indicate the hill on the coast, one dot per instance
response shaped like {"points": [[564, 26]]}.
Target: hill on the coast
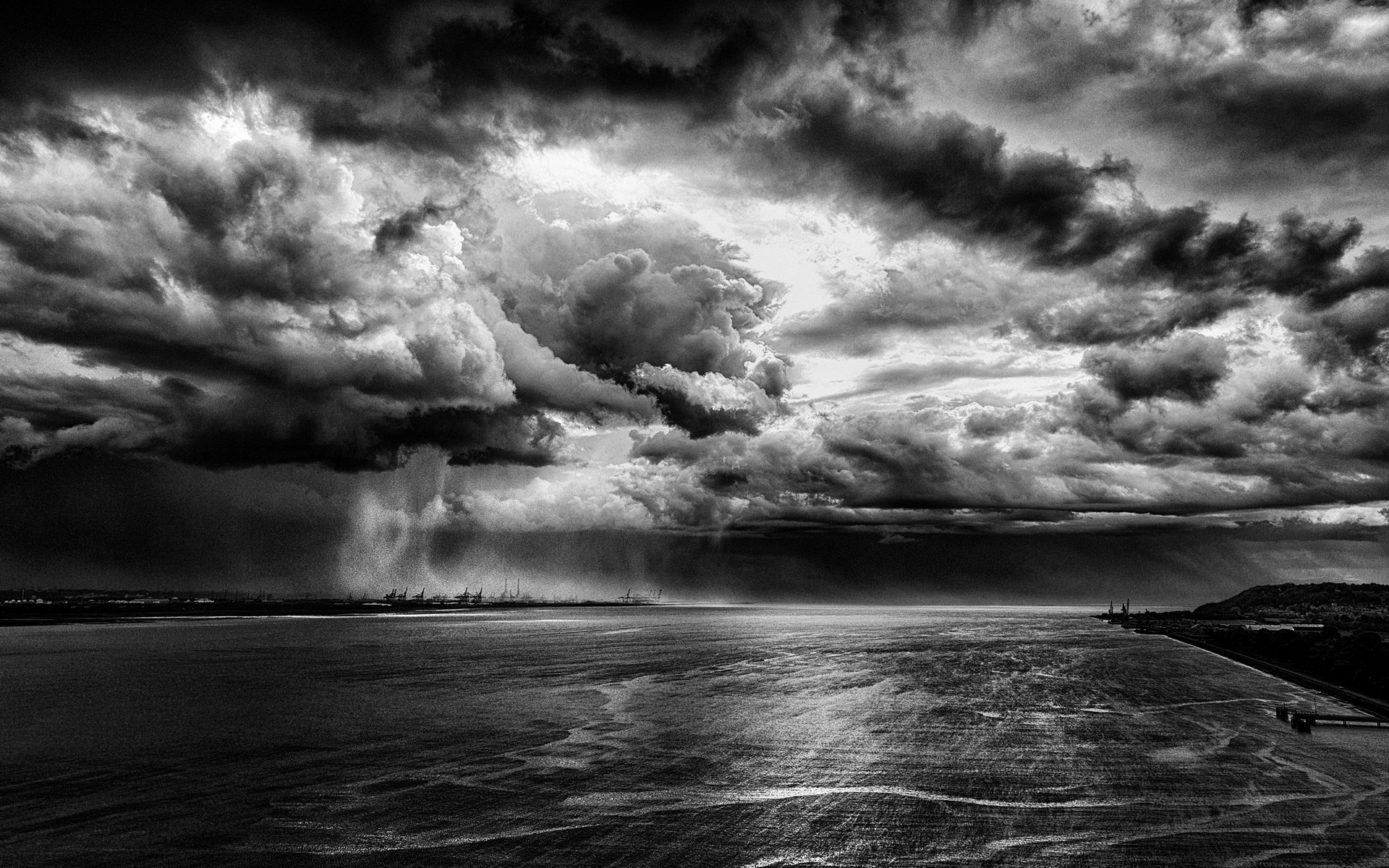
{"points": [[1325, 600]]}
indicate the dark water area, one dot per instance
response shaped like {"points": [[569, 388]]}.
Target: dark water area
{"points": [[667, 736]]}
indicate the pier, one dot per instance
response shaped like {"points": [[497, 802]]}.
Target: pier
{"points": [[1303, 721]]}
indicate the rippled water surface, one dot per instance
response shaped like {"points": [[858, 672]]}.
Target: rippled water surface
{"points": [[667, 736]]}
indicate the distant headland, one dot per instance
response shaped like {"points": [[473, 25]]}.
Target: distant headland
{"points": [[1330, 637]]}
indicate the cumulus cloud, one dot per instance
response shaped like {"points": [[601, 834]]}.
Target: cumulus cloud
{"points": [[253, 258]]}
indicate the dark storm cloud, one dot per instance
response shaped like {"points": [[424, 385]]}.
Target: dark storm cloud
{"points": [[1186, 367], [371, 72], [916, 174], [266, 323]]}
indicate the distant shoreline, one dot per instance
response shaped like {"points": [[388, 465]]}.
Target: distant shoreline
{"points": [[1359, 700], [273, 608]]}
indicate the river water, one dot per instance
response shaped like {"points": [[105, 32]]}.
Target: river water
{"points": [[667, 736]]}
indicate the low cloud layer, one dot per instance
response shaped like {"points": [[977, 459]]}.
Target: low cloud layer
{"points": [[706, 268]]}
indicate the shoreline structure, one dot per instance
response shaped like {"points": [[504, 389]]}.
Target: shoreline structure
{"points": [[1357, 700]]}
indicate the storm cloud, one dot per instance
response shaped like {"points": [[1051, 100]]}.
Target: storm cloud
{"points": [[709, 267]]}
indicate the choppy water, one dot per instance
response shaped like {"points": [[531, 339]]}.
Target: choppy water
{"points": [[673, 736]]}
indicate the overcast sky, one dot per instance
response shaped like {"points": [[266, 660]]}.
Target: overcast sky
{"points": [[327, 295]]}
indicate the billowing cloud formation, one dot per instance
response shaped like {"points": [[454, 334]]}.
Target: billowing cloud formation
{"points": [[276, 234], [1186, 367]]}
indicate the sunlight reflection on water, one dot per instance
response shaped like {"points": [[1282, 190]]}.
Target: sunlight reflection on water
{"points": [[681, 736]]}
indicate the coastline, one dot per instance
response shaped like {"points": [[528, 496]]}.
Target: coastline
{"points": [[277, 608], [1359, 700]]}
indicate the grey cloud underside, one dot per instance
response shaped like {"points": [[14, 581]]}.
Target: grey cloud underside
{"points": [[250, 306]]}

» TASK TO COMPLETE: Set the entries down again exactly. Do not include the images.

» WRITTEN RESPONSE:
indicate the hill on the coast, one dot per instance
response shaped like {"points": [[564, 26]]}.
Target: hill on the coast
{"points": [[1325, 600]]}
indicate the dark water area, one dot per instance
response shaped like {"points": [[569, 388]]}.
Target: dark water area
{"points": [[667, 736]]}
indicate the pier, one dot per instance
response shaped like {"points": [[497, 802]]}.
Target: pier
{"points": [[1303, 721]]}
indicate the rippled water surface, one dot per instance
response shaped like {"points": [[858, 672]]}.
Target: rippled water surface
{"points": [[667, 736]]}
indicate the distant headland, one dot per instance
response shaped like {"points": [[473, 25]]}.
Target: distant headland
{"points": [[1330, 637]]}
indicate the cumulus cloud, one dot per instance
response shaped like {"points": [[601, 834]]}.
Target: cumulus cloud
{"points": [[253, 258]]}
indicate the dark storm cloud, one dot per instance
response shaped like {"points": [[424, 385]]}.
Target: dark storm cloud
{"points": [[1186, 367], [371, 72], [916, 174], [266, 323]]}
indicate the distant shoreline, one dot per instance
response shaped like {"points": [[388, 465]]}.
Target: distant shoreline
{"points": [[1359, 700], [273, 608]]}
indicate the river water, one dot per instance
response shaped like {"points": [[105, 32]]}.
Target: river water
{"points": [[667, 736]]}
indicate the low cloud layer, one dot per instance
response shaped like {"points": [[977, 459]]}.
Target: low cloud layer
{"points": [[706, 268]]}
indicate the shoreline structure, one dot per instance
response shaped like {"points": [[504, 389]]}.
Target: shoreline structure
{"points": [[1357, 700]]}
indicate the storm cloud, one dot per instance
response shaped like {"points": [[1051, 100]]}.
Target: storm cloud
{"points": [[709, 267]]}
indicate the choppy water, one dot per instance
response shaped like {"points": [[531, 339]]}.
Target: choppy water
{"points": [[673, 736]]}
indicate the overcast sky, one dot per instance
response shaped like {"points": [[266, 660]]}.
Target: overcast sky
{"points": [[327, 295]]}
indicate the billowing cloud formation, one dot per instance
response shaped like {"points": [[454, 334]]}.
Target: billowing cloud formation
{"points": [[276, 234], [1186, 367]]}
indicate the sunlight reflection on water, one dot per instance
response shaped like {"points": [[1282, 190]]}.
Target: sunlight reflection on water
{"points": [[681, 736]]}
indicate the coastline, one dot per instance
response shaped like {"points": [[528, 496]]}.
Target: coastline
{"points": [[277, 608], [1359, 700]]}
indicate the grey cloud underside, one dot per instance
response shaped like {"points": [[14, 581]]}.
Target: grey cloud underside
{"points": [[250, 306]]}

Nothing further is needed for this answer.